- **WHAT TO DO**
In the lines between the one holding "Spot any visible building wall." and the one holding "[648,166,839,320]", inclusive, change "orange" to "yellow" and return only those lines, with everything else left as it is.

- **RECORDS FOR THIS TASK**
———

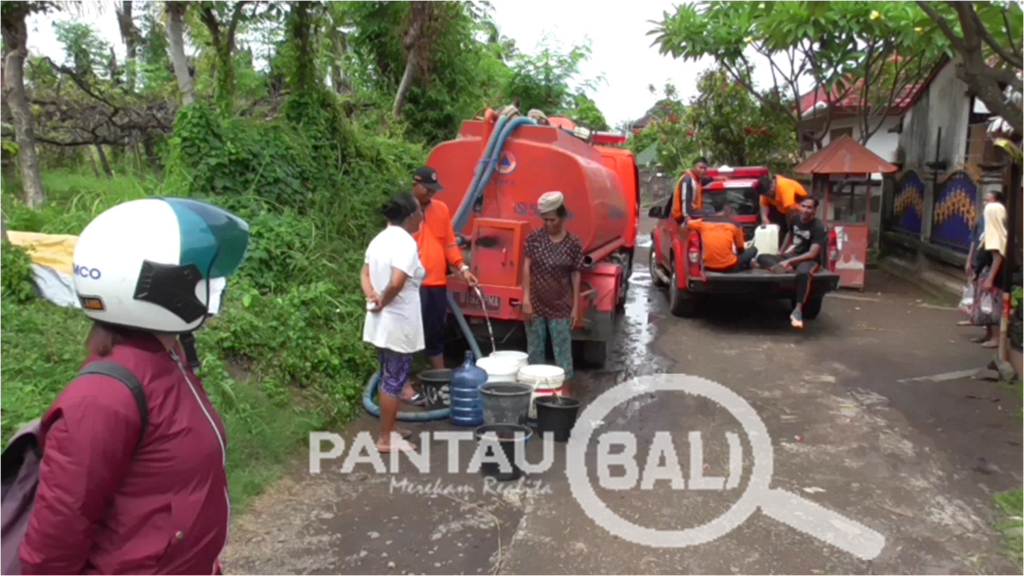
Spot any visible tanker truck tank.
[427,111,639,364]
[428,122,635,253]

———

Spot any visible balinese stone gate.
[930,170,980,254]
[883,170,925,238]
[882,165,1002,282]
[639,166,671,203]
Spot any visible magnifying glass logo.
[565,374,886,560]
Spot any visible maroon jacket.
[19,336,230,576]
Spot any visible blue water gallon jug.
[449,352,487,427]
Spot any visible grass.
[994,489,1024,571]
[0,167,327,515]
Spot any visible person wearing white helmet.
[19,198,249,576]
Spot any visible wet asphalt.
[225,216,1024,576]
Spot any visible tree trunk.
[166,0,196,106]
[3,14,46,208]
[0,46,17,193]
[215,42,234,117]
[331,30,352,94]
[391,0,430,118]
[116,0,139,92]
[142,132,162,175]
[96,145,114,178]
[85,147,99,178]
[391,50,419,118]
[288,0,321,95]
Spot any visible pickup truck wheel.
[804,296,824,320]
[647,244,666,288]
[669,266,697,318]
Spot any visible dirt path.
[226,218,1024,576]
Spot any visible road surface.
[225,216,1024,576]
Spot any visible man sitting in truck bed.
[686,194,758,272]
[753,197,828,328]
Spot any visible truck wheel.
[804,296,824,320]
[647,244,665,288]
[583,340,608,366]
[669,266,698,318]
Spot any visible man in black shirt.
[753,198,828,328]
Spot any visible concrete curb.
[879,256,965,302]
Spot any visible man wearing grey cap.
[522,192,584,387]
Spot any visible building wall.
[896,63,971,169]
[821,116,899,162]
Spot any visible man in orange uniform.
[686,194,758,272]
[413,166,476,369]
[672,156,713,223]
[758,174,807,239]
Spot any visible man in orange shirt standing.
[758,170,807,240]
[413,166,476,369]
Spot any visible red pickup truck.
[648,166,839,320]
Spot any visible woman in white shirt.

———

- **TASK ANSWER**
Spot any visible building wall.
[896,63,971,169]
[821,116,899,162]
Spot any visible man in yellow uniform.
[686,194,758,272]
[413,166,476,369]
[672,156,713,223]
[758,174,807,239]
Spot any visible man in yellow shirt standing.
[758,170,807,240]
[413,166,476,369]
Spot any visible red pickup truck.
[648,166,839,320]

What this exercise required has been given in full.